Task brief:
Return every line of the entries below that contains the word "blue", copying each line in full. Case counts.
++++ Dataset content ++++
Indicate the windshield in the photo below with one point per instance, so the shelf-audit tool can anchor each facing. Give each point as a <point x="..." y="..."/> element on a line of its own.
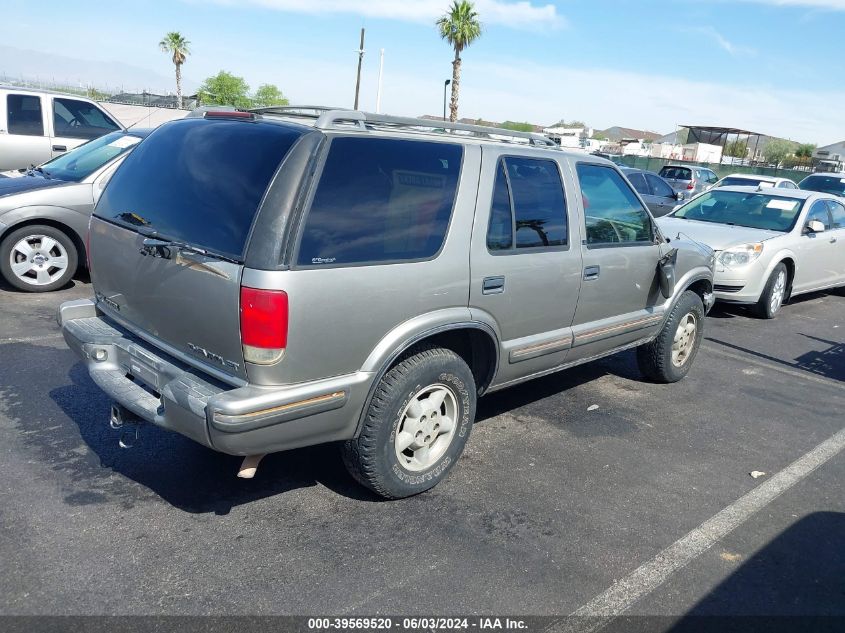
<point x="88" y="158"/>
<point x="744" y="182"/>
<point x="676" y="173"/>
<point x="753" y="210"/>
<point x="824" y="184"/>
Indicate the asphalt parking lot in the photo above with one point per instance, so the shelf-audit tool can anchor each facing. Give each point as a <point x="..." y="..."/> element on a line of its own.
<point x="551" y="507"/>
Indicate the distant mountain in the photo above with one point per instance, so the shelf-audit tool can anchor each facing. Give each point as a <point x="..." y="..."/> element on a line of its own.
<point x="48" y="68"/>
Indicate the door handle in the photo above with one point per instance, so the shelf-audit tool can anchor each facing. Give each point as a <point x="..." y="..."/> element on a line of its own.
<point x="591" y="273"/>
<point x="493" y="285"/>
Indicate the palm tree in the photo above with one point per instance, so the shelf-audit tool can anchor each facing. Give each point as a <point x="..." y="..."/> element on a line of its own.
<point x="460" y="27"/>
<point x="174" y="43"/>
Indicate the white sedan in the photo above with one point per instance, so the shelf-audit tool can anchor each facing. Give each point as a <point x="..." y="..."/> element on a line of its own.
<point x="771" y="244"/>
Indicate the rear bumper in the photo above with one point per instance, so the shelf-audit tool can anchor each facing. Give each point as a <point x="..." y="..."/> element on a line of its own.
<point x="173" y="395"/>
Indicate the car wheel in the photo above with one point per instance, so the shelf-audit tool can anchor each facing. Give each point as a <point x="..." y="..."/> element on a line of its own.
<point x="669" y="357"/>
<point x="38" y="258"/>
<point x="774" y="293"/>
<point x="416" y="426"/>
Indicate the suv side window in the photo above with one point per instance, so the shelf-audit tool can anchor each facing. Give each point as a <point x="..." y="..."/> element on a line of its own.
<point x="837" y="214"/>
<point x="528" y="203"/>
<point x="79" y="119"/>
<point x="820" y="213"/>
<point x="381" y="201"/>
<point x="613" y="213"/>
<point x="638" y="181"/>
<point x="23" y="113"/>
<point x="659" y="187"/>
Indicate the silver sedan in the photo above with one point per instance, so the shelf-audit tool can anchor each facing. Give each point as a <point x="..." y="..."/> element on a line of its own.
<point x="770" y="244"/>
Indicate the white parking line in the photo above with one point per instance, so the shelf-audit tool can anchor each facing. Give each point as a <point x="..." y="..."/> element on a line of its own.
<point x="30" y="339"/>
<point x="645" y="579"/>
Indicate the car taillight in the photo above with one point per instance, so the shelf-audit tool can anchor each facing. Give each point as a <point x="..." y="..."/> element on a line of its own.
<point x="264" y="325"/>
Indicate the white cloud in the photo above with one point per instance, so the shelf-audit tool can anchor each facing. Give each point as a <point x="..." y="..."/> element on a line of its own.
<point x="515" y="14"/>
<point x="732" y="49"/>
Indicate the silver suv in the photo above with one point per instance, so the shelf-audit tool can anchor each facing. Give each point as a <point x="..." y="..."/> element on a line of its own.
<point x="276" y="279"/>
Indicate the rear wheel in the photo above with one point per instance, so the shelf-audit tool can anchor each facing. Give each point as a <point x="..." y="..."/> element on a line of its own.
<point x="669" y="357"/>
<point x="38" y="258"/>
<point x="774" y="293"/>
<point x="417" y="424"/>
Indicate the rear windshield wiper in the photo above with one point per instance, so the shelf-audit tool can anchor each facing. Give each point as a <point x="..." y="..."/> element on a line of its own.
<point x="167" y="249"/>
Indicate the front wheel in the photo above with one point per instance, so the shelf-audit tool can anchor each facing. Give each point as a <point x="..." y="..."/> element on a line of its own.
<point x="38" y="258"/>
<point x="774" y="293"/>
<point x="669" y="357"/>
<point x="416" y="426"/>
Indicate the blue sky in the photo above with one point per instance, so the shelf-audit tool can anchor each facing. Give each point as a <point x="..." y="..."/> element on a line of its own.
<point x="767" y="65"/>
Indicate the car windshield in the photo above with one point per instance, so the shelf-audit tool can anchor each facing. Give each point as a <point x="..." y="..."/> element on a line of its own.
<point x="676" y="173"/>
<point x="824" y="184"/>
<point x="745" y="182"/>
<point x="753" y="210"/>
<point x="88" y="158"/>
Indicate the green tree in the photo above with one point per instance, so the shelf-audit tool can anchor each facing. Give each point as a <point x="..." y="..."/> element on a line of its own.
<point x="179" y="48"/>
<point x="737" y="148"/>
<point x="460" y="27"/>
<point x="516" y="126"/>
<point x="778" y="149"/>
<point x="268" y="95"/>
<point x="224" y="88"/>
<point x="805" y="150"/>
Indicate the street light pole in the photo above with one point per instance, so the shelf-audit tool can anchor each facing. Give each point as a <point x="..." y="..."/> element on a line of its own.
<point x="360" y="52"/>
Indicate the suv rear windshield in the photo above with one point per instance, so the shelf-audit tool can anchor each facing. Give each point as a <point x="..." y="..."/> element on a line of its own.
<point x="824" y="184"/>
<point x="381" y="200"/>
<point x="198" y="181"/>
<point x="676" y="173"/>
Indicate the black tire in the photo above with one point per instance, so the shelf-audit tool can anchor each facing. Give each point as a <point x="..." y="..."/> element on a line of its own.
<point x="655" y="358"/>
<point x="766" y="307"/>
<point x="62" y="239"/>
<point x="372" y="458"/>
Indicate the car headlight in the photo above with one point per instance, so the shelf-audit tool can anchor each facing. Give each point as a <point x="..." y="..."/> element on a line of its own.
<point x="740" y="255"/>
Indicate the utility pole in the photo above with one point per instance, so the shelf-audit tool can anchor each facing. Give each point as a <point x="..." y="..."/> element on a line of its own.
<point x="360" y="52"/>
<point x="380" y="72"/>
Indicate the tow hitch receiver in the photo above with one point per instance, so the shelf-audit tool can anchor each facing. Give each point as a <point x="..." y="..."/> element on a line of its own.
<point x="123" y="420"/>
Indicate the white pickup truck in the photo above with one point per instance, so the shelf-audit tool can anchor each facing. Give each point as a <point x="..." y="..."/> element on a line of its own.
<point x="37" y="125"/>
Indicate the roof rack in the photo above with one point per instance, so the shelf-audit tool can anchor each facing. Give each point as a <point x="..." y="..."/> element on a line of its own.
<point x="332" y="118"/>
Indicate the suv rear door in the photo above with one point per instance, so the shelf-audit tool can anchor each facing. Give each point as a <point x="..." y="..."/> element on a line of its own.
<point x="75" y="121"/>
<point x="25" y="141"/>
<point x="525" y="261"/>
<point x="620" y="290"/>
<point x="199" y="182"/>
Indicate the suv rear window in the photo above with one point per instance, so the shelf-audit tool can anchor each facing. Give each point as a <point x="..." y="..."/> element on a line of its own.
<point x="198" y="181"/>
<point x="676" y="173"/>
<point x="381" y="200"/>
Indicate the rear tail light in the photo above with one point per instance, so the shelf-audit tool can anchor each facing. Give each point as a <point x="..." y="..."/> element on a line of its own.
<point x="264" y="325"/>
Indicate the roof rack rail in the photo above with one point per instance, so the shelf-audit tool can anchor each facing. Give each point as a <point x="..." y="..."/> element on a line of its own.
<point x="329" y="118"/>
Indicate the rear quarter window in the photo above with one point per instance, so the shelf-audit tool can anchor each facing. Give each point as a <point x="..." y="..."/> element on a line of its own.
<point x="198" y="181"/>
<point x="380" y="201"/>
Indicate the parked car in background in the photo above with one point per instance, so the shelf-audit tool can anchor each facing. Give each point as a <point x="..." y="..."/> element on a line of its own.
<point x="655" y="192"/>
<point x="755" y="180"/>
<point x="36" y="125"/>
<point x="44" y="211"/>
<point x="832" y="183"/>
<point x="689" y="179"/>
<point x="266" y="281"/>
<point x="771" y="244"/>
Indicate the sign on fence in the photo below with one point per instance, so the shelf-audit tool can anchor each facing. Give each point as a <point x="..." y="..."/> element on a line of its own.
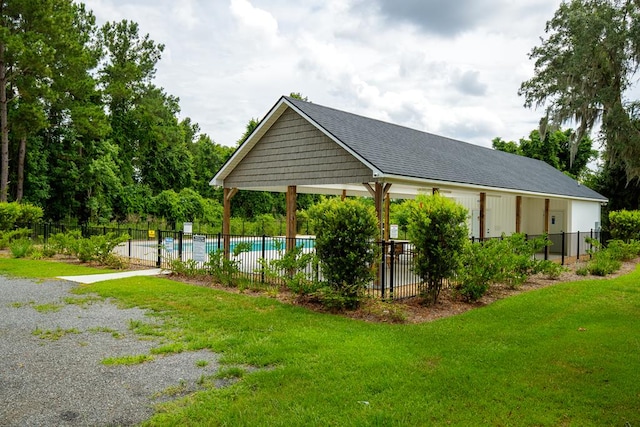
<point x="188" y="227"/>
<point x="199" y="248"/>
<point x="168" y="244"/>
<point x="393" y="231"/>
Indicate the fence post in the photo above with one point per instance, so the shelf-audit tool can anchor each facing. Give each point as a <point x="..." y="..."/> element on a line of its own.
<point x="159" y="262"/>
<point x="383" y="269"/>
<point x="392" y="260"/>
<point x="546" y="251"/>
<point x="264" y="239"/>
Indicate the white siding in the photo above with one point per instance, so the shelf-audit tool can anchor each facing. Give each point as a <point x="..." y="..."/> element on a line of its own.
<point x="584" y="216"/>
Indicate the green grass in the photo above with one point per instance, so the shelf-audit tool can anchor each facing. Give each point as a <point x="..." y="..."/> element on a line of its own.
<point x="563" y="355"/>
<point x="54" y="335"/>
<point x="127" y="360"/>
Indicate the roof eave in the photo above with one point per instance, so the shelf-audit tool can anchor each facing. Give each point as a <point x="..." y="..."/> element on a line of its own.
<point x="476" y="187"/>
++++
++++ Dataset content ++++
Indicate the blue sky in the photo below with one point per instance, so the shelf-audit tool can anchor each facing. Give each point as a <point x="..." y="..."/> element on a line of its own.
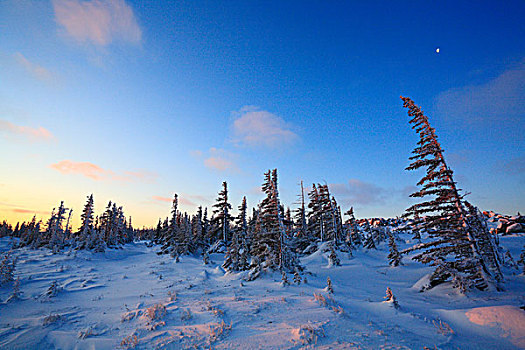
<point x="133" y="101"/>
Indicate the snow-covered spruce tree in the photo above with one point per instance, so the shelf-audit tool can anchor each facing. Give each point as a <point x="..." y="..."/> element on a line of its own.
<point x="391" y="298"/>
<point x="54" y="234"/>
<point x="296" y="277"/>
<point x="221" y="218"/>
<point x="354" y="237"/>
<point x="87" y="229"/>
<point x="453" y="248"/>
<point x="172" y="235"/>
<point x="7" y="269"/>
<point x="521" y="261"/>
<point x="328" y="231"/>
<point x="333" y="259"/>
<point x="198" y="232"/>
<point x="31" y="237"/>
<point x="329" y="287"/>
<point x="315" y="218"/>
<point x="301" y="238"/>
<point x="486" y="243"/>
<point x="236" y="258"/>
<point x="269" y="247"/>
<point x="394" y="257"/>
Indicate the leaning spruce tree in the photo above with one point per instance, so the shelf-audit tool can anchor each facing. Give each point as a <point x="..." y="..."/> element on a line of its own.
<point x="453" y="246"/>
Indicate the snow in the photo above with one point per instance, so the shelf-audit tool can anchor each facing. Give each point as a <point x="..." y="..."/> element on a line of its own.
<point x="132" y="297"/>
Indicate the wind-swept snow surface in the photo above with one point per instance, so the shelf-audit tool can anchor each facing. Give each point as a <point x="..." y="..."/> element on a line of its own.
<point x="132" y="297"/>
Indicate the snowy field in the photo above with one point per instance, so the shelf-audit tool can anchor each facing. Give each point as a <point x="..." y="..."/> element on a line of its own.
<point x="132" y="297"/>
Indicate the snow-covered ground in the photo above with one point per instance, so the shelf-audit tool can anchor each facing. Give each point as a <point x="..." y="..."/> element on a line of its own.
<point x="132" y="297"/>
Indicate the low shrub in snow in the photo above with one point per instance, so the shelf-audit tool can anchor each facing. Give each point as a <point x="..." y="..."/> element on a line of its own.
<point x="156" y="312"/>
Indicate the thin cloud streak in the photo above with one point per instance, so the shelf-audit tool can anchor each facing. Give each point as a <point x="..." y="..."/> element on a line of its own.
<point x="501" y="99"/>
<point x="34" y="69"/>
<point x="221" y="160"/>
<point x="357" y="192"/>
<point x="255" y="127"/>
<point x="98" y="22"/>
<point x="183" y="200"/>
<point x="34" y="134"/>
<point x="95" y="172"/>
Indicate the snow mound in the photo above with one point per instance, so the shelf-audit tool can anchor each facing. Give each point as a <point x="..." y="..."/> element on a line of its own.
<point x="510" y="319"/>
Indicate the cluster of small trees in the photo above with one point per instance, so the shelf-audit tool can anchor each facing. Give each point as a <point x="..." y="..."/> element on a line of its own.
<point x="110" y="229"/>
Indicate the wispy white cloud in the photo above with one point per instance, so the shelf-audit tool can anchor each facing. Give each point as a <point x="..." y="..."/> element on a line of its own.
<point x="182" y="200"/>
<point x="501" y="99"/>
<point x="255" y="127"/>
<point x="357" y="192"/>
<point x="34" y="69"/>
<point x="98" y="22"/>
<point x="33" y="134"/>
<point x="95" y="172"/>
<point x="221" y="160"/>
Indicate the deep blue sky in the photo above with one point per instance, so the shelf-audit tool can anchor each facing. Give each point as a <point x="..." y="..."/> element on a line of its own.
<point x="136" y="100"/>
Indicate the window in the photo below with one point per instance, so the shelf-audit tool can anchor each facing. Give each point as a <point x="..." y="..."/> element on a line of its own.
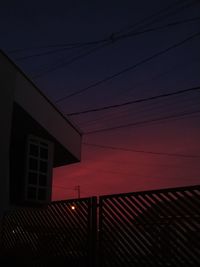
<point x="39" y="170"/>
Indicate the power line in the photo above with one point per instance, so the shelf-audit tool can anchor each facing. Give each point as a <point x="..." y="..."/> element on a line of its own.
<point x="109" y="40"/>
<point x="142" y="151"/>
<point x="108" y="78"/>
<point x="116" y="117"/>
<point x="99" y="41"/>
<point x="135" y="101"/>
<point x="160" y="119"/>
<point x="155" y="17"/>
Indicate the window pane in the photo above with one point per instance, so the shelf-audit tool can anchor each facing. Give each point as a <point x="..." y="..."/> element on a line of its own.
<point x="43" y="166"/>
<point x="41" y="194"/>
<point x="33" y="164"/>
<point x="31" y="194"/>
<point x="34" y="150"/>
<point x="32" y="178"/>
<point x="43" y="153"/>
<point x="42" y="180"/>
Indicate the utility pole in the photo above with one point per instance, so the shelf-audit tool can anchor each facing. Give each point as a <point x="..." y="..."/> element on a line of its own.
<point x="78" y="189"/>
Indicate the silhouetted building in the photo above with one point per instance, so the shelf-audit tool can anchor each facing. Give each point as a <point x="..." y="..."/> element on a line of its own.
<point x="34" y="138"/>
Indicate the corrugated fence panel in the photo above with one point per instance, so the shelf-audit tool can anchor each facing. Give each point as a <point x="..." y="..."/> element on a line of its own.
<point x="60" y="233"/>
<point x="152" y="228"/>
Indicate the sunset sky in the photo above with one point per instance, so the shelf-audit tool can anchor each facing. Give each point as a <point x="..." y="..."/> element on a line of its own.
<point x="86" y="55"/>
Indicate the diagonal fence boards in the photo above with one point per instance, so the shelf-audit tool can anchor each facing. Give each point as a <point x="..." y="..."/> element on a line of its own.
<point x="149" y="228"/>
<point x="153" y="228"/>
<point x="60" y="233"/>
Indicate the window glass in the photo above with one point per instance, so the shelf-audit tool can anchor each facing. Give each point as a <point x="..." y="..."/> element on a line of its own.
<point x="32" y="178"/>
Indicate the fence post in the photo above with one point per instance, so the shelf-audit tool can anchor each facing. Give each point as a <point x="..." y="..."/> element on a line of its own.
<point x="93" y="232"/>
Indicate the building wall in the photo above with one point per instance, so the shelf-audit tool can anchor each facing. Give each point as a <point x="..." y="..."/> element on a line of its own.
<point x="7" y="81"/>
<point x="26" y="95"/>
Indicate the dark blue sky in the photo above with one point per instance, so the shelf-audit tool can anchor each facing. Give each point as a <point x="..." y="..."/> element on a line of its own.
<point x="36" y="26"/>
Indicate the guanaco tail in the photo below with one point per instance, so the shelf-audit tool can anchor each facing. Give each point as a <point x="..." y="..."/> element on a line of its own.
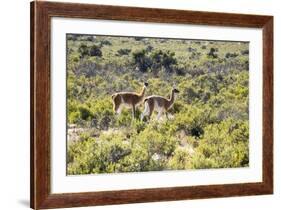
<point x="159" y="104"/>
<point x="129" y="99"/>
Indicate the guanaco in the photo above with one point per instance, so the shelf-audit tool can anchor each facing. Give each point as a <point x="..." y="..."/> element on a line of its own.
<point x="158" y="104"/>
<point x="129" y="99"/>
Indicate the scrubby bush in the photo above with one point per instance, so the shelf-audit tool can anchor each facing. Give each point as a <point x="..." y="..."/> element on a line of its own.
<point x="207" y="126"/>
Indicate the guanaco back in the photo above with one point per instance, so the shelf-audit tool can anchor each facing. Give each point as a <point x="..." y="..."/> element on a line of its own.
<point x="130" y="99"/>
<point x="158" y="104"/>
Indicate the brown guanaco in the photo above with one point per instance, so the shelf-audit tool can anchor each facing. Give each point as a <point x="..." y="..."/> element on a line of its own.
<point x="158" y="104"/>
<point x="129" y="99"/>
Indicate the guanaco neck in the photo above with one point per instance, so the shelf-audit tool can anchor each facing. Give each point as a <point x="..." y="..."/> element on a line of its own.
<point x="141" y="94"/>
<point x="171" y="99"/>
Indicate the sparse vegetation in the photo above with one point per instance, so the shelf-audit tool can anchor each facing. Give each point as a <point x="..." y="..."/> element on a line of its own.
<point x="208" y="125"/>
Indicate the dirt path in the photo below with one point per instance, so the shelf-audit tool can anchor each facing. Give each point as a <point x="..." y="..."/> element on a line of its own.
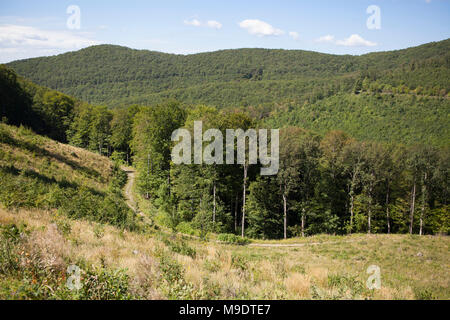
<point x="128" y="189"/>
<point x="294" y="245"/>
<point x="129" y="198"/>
++++
++++ Dataset content ++++
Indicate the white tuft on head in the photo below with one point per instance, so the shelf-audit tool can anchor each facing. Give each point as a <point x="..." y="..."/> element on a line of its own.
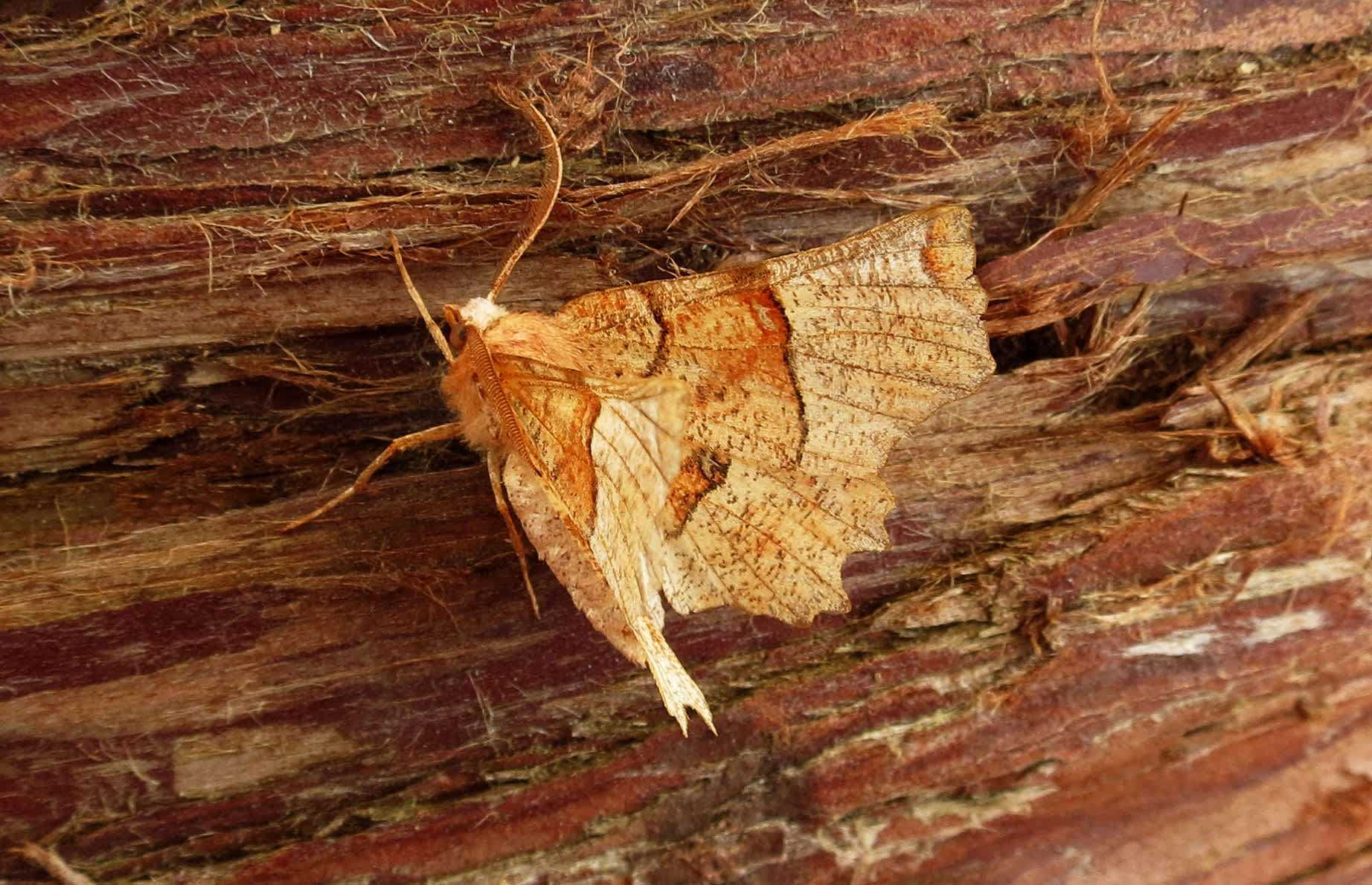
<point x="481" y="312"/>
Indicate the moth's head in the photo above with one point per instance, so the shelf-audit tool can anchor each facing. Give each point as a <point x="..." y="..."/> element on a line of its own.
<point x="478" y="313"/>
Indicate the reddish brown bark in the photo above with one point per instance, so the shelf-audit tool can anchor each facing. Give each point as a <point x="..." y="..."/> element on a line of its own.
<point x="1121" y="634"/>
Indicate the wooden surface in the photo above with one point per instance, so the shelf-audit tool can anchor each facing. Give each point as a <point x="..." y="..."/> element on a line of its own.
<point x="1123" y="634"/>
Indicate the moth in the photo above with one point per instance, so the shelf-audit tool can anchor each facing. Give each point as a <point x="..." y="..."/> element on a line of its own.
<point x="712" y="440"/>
++++
Response for this exercise:
Indicate the blue sky in the photo above with one point per instance, so the shelf-audit tool can anchor each facing. Give each point as a <point x="..." y="..."/> element on a line of its own.
Indicate the blue sky in the photo below with one point per instance, so the shelf-audit tool can anchor each facing. Give each point as a <point x="..." y="..."/> element on a line of its own.
Indicate the deep blue sky in the photo above with one point per instance, so the shelf-audit tool can anchor each facing. Give each point as a <point x="..." y="..."/> element on a line of its own.
Indicate the dark blue sky in the photo above with one point per instance, so the shelf-audit tool can anchor each facing. Give each point as a <point x="..." y="..."/> element on a line of its own.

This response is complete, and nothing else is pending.